Supplied text →
==========

Scientists discover the world’s oldest colours

Biogeochemistry lab manager Janet Hope from the ANU Research School of Earth Sciences. Image by ANU.
SCIENTISTS from ANU and overseas have discovered the oldest colours in the geological record, 1.1 billion-year-old bright pink pigments extracted from rocks deep beneath the Sahara desert in Africa.

Dr Nur Gueneli, who discovered the molecules as part of her PhD studies, said the pigments taken from marine black shales of the Taoudeni Basin in Mauritania, West Africa, were more than half a billion years older than previous pigment discoveries.

“The bright pink pigments are the molecular fossils of chlorophyll that were produced by ancient photosynthetic organisms inhabiting an ancient ocean that has long since vanished,” said Dr Gueneli from the ANU Research School of Earth Sciences.

The ANU led study, with support from Geoscience Australia and researchers in the United States and Japan, found fossils ranging from blood red to deep purple in their concentrated form, and bright pink when diluted.

The researchers crushed the billion-year-old rocks to powder, before extracting and analysing molecules of ancient organisms from them.

“The precise analysis of the ancient pigments confirmed that tiny cyanobacteria dominated the base of the food chain in the oceans a billion years ago, which helps to explain why animals did not exist at the time,” Dr Gueneli said.

==========

Dataset entries →
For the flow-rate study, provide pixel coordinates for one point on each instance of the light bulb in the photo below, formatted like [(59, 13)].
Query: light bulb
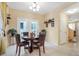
[(30, 7), (37, 9), (34, 10), (38, 6), (33, 5)]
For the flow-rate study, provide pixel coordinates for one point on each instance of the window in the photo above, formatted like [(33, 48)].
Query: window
[(21, 25), (1, 23)]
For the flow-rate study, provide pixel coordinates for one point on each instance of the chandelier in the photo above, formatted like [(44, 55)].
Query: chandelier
[(35, 6)]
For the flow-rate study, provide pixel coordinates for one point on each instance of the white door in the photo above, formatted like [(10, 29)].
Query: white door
[(63, 29)]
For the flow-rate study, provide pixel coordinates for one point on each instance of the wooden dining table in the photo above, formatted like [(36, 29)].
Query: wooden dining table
[(30, 42)]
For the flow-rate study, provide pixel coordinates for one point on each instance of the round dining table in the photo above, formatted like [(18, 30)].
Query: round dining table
[(30, 42)]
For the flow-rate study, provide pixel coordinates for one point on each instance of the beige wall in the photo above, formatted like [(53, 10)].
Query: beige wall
[(53, 33)]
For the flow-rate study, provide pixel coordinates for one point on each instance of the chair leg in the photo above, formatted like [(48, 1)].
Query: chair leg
[(19, 51), (43, 49), (16, 49), (39, 52)]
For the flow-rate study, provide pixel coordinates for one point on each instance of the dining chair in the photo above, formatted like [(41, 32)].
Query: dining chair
[(40, 42), (20, 44)]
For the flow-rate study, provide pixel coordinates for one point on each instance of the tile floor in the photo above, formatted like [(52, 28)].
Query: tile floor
[(62, 50)]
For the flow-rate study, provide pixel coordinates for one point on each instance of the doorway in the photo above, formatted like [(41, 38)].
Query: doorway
[(72, 36)]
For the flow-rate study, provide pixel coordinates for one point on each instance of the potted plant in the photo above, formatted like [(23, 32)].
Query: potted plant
[(12, 32)]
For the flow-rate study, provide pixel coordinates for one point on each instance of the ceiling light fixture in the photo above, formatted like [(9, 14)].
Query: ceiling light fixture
[(35, 6), (72, 11)]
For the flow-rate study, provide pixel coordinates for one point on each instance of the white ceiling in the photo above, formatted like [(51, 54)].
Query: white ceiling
[(45, 7)]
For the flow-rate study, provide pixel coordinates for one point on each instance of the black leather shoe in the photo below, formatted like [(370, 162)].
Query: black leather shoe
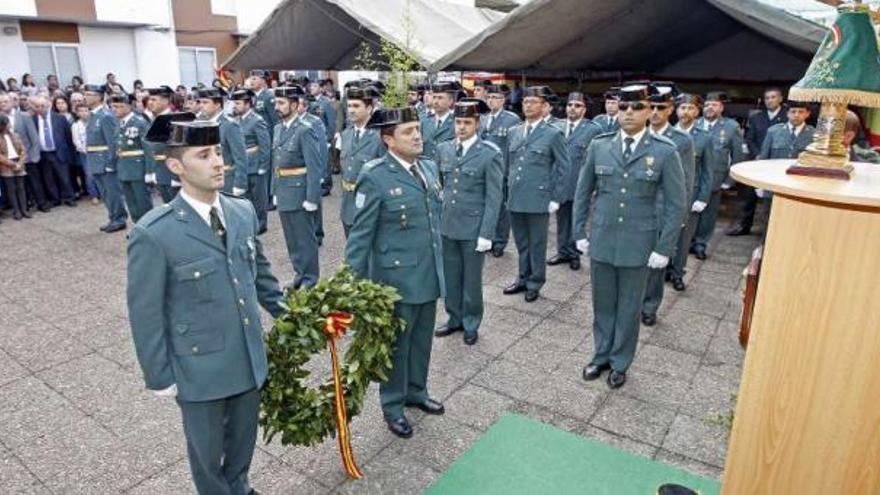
[(446, 330), (678, 284), (558, 260), (400, 427), (593, 371), (616, 379), (430, 406)]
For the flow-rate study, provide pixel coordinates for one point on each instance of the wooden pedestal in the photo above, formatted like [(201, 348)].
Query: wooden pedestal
[(808, 413)]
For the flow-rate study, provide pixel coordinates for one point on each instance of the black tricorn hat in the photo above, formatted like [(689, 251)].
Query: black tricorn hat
[(393, 116), (470, 107)]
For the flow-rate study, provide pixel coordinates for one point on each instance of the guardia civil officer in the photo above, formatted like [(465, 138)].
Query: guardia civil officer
[(297, 160), (395, 240), (359, 145), (472, 176), (131, 165), (197, 277), (539, 165), (626, 170), (258, 146), (579, 132)]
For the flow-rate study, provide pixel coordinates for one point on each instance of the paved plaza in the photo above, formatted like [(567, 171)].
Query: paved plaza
[(75, 417)]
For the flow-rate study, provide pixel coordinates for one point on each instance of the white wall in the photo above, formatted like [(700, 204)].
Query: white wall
[(104, 50), (13, 53)]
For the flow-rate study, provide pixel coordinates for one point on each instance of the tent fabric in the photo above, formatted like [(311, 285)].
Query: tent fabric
[(327, 34), (698, 39)]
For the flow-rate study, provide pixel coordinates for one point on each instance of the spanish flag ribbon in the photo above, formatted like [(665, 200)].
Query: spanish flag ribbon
[(334, 328)]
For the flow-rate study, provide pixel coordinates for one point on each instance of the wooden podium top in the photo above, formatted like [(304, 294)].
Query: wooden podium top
[(863, 188)]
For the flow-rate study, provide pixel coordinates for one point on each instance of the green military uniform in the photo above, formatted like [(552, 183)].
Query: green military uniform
[(395, 240), (193, 303), (297, 160), (132, 166), (624, 232), (472, 182)]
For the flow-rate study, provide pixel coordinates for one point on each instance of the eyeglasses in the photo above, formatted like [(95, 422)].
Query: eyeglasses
[(635, 106)]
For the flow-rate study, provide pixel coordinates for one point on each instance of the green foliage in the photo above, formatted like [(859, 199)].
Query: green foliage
[(303, 415)]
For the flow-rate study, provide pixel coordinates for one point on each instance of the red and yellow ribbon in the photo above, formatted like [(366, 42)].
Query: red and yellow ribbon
[(334, 328)]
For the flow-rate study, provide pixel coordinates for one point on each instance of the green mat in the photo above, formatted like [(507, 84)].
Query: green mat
[(520, 455)]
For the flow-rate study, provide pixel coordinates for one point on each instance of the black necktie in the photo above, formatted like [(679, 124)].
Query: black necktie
[(217, 225)]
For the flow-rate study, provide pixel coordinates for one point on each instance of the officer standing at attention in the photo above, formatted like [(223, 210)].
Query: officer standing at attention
[(608, 120), (539, 166), (131, 166), (579, 132), (395, 240), (235, 160), (258, 146), (495, 127), (688, 109), (472, 173), (101, 157), (662, 106), (196, 279), (359, 145), (159, 103), (723, 151), (438, 127), (296, 158), (627, 170)]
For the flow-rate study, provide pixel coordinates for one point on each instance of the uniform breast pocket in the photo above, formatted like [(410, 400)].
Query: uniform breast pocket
[(197, 277)]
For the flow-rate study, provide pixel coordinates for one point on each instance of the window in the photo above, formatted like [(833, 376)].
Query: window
[(54, 58), (197, 66)]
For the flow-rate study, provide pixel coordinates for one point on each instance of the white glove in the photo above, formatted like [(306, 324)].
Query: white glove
[(657, 261), (168, 392), (483, 245)]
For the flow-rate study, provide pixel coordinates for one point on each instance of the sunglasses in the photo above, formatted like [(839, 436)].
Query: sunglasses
[(635, 106)]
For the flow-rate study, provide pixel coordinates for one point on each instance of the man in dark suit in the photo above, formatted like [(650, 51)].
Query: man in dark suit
[(50, 177), (759, 122)]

==========

Activity →
Retype the whole text on the world's oldest colors exactly as it appears above the records.

Exercise output →
Scientists discover the world’s oldest colours

Biogeochemistry lab manager Janet Hope from the ANU Research School of Earth Sciences. Image by ANU.
SCIENTISTS from ANU and overseas have discovered the oldest colours in the geological record, 1.1 billion-year-old bright pink pigments extracted from rocks deep beneath the Sahara desert in Africa.

Dr Nur Gueneli, who discovered the molecules as part of her PhD studies, said the pigments taken from marine black shales of the Taoudeni Basin in Mauritania, West Africa, were more than half a billion years older than previous pigment discoveries.

“The bright pink pigments are the molecular fossils of chlorophyll that were produced by ancient photosynthetic organisms inhabiting an ancient ocean that has long since vanished,” said Dr Gueneli from the ANU Research School of Earth Sciences.

The ANU led study, with support from Geoscience Australia and researchers in the United States and Japan, found fossils ranging from blood red to deep purple in their concentrated form, and bright pink when diluted.

The researchers crushed the billion-year-old rocks to powder, before extracting and analysing molecules of ancient organisms from them.

“The precise analysis of the ancient pigments confirmed that tiny cyanobacteria dominated the base of the food chain in the oceans a billion years ago, which helps to explain why animals did not exist at the time,” Dr Gueneli said.